[Excerpt provided start]

Executive functions (EF) are additional ATL that have been repeatedly found to be significant predictors of school performance (e.g. Amukune & Józsa, 2021) also see Cortés Pascual et al. (2019) for a review. Müller and Kerns (2015) define executive functions as the cognitive processes that are required for the conscious, top-down control of action, thought, and emotions, and which are associated with neural systems involving the prefrontal cortex. EFs are divided into three principal processes: inhibitory control, working memory, and cognitive flexibility. All of these processes are important for school success (Cortés Pascual et al., 2019). As will be described shortly, some tools for measuring EF in young children in LMIC have been developed (e.g., Howard & Melhuish, 2017; Willoughby et al., 2019). However, these existing measures do not meet the needs of LMIC because they rely on platforms not widely used there. Moreover, mastery motivation, which is also important, has no similar assessments for LMIC. Both mastery motivation and EF play a critical role in the preschool to school transition (Blasco et al., 2014), and it is important to assess them together because children who have the capacity to use EF may fail to do so if they are not motivated to master the challenging tasks involved. Similarly, a child could be very motivated to master a challenging task but might show low focus in trying to master the task because they do not have the EF skills needed to do so.

In the current study, the specific ATL assessed were mastery motivation and EF, and both were assessed using the same child-based app. These two constructs are essential components of ATL, which lay a foundation for academic achievement and school success (Józsa et al., 2017). Nevertheless, very few studies have included both of these constructs in the assessment of ATL, and, to our knowledge, none have done so in sub-Saharan Africa. Mastery motivation is important in preschool training since it is related to skill development and predicts school achievement, math, and language skill development (Mercader et al., 2017) and is positively correlated with social competence (Józsa & Barrett, 2018). The seminal report, "From Neurons to Neighborhoods" identified mastery motivation as a particularly critical component of child growth and development that should be assessed during child evaluations (Shonkoff & Philips, 2000).

[Excerpt provided end]

| Required work |
Copy out the whole passage on executive functions and mastery motivation word for word. The lines that follow come from a different source.

[Dataset records start]

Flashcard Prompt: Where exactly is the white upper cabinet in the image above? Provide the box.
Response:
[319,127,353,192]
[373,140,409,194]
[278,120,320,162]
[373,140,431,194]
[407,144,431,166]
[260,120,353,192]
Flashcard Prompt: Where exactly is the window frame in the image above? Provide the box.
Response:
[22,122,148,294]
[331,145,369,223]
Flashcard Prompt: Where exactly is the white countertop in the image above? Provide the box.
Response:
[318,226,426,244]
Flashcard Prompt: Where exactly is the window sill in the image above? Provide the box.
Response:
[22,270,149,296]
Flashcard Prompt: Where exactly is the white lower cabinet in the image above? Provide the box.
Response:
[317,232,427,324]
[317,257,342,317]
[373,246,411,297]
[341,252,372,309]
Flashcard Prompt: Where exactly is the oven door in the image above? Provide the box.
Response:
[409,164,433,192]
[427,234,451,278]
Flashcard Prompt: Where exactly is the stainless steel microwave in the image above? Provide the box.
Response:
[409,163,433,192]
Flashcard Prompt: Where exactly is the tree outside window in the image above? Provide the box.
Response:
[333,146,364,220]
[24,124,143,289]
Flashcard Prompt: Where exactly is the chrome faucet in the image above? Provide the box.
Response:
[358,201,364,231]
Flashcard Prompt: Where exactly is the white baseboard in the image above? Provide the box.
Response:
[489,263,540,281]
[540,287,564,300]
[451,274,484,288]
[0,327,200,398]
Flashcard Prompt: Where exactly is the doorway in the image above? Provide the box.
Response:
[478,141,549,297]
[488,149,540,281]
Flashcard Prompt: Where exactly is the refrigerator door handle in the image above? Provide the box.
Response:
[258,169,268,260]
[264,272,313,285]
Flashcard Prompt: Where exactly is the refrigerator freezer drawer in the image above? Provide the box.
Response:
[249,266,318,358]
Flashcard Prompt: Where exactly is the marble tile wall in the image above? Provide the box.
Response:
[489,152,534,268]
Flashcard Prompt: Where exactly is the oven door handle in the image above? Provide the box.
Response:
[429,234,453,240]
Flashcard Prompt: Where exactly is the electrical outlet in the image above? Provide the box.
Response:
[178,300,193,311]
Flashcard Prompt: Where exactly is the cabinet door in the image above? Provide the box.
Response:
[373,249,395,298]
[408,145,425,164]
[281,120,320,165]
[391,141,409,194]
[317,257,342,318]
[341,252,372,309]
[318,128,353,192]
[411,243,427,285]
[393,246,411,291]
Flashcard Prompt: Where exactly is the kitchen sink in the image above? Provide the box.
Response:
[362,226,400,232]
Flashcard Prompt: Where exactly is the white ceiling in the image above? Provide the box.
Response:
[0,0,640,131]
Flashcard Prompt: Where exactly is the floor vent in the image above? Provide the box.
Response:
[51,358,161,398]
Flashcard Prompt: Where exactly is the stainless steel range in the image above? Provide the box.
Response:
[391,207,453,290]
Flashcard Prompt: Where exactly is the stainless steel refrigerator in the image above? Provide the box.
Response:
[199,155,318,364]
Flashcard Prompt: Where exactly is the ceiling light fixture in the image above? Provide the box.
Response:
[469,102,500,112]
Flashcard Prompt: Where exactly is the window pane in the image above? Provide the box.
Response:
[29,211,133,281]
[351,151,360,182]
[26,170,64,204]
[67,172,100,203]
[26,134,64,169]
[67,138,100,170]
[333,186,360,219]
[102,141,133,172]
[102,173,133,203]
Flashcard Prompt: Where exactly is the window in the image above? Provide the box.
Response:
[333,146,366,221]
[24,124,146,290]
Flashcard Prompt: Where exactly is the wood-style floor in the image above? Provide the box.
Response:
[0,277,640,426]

[Dataset records end]

| Written reply |
Executive functions (EF) are additional ATL that have been repeatedly found to be significant predictors of school performance (e.g. Amukune & Józsa, 2021) also see Cortés Pascual et al. (2019) for a review. Müller and Kerns (2015) define executive functions as the cognitive processes that are required for the conscious, top-down control of action, thought, and emotions, and which are associated with neural systems involving the prefrontal cortex. EFs are divided into three principal processes: inhibitory control, working memory, and cognitive flexibility. All of these processes are important for school success (Cortés Pascual et al., 2019). As will be described shortly, some tools for measuring EF in young children in LMIC have been developed (e.g., Howard & Melhuish, 2017; Willoughby et al., 2019). However, these existing measures do not meet the needs of LMIC because they rely on platforms not widely used there. Moreover, mastery motivation, which is also important, has no similar assessments for LMIC. Both mastery motivation and EF play a critical role in the preschool to school transition (Blasco et al., 2014), and it is important to assess them together because children who have the capacity to use EF may fail to do so if they are not motivated to master the challenging tasks involved. Similarly, a child could be very motivated to master a challenging task but might show low focus in trying to master the task because they do not have the EF skills needed to do so.

In the current study, the specific ATL assessed were mastery motivation and EF, and both were assessed using the same child-based app. These two constructs are essential components of ATL, which lay a foundation for academic achievement and school success (Józsa et al., 2017). Nevertheless, very few studies have included both of these constructs in the assessment of ATL, and, to our knowledge, none have done so in sub-Saharan Africa. Mastery motivation is important in preschool training since it is related to skill development and predicts school achievement, math, and language skill development (Mercader et al., 2017) and is positively correlated with social competence (Józsa & Barrett, 2018). The seminal report, "From Neurons to Neighborhoods" identified mastery motivation as a particularly critical component of child growth and development that should be assessed during child evaluations (Shonkoff & Philips, 2000).